▶ [PROBLEM TO SOLVE]: Output the data word for word, dropping every image.

▶ [ROWS]:
┏━━
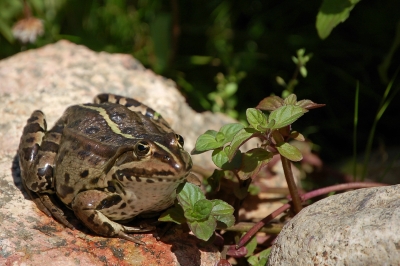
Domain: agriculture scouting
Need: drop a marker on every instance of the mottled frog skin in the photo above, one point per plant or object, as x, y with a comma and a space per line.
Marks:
108, 161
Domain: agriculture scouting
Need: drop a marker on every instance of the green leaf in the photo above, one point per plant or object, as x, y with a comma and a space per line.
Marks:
251, 246
331, 13
252, 161
221, 159
289, 151
270, 103
204, 229
220, 207
225, 221
256, 117
308, 104
286, 115
188, 195
241, 137
203, 208
174, 214
220, 137
291, 99
230, 130
207, 141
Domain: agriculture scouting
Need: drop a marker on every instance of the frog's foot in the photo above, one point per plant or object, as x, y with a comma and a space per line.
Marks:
53, 210
46, 205
87, 206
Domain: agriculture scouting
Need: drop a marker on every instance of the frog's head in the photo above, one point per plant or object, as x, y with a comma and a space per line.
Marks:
163, 159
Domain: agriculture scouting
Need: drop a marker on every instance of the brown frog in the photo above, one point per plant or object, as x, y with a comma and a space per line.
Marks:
108, 161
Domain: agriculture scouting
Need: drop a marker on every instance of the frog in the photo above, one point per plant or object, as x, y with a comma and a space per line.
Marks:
108, 161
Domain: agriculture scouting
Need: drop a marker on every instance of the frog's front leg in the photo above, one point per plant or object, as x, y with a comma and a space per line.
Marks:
88, 206
37, 150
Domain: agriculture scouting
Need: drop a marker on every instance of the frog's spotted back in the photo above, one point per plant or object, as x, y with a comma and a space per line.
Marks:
109, 161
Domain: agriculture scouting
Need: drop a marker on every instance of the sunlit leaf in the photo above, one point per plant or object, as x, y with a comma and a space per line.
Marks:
188, 195
207, 141
256, 117
270, 103
174, 214
308, 104
286, 115
241, 137
221, 159
203, 229
291, 99
331, 13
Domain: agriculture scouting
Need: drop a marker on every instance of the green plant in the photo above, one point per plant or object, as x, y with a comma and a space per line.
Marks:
201, 215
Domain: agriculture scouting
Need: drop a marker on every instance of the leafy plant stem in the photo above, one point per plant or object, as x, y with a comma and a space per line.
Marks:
315, 193
355, 131
287, 169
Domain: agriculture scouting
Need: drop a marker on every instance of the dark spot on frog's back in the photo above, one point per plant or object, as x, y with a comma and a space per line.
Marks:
32, 119
128, 130
65, 190
49, 146
83, 154
85, 173
66, 178
75, 123
32, 128
28, 152
92, 130
117, 117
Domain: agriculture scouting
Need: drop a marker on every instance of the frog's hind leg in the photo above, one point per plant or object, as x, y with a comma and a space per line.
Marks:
132, 105
37, 151
88, 206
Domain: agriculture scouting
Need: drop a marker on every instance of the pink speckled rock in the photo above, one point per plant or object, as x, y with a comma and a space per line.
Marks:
361, 227
50, 79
┗━━
▶ [THE RESULT]:
Domain: agriculture scouting
Need: drop a marker on every instance of the mottled frog skin in the photo above, one point per plant or object, as x, y with a comma and a space per line.
Marks:
108, 161
Domain: agriculture scouting
Need: drop a marker on every instance of the green leaf in the photo above, one point per plant or object, as x, y with a comma and a space per line.
Marks:
251, 246
331, 13
252, 161
221, 159
289, 151
270, 103
204, 229
220, 207
225, 221
256, 117
308, 104
286, 115
188, 195
241, 137
203, 208
174, 214
220, 137
291, 99
230, 130
207, 141
Domain: agriculture scouting
Need: drop a marker on every instance of the frog's foot in the photo above, one point per plant or object, as x, y with a comma and a space per line.
Marks:
53, 210
46, 205
87, 206
Domain: agriculture scouting
Need: drop a marker on every instance of the frog's head in the photo above, one point per plant or object, as x, y with a comma and a space per line.
Marks:
163, 159
Domain: agriculture scouting
Need: drop a marker on every instance of the brown frog in the photo above, one point per plant or object, as x, y with a comma and a space per line.
Marks:
108, 161
Domain: agriculture scouting
Need: drop a marker on every instance of the frog in the photo above, one point per plant or object, as x, y with a comma and a space per line.
Marks:
108, 161
Domain: agriculture scouting
Need: drop a marker on every instance of the frog's front leg in the photo above, one point per plant or object, as x, y with a comma and a space per line.
Marks:
88, 206
37, 150
Domain: agriculture scouting
Need: drop a marker on every instance of the frog's spotted back in the photo above, one point per plant or object, as x, y with a comma and a space per line.
Marks:
109, 161
Domain: agriculture scouting
Need: drop a marker on every instance of the sunlit leaf in the photo above, one point per plant or object, as x, y with a comma and a space per line.
Marks:
188, 195
207, 141
256, 117
270, 103
174, 214
308, 104
286, 115
241, 137
221, 159
203, 229
291, 99
331, 13
Domain: agriculture scouting
Need: drop a marker on every instance of the green plant in the photo above, one point per plant or object, as x, y with a comma and a space per line.
Marks:
201, 215
Domain: agriculture scouting
Need: drop a marker on every instance of the leafy plant stem in the photo above, one point per plant or object, as x, y with a comma and a space per line.
Marks:
315, 193
355, 131
287, 169
Domain: agriculture scouting
Need: drop a marker on every instance of the dark spot on frog's back in the photo above, one point per plant or object, as x, y with a comma and a space per line.
Marks:
32, 119
128, 130
65, 190
49, 146
83, 154
85, 173
66, 178
75, 123
32, 128
28, 152
92, 130
117, 117
Domain: agriculture scouting
Need: drop a marker on every instance of the frog's hind leg in the photo above, one point per plant or object, as x, y with a comma and a space per line.
Marks:
132, 105
37, 151
88, 206
Domain: agriculture scouting
Need: drop a marker on every instance of the pink speckled rock in the photo above, one point per plant or object, as x, y with a comma and a space per line.
Marks:
361, 227
50, 79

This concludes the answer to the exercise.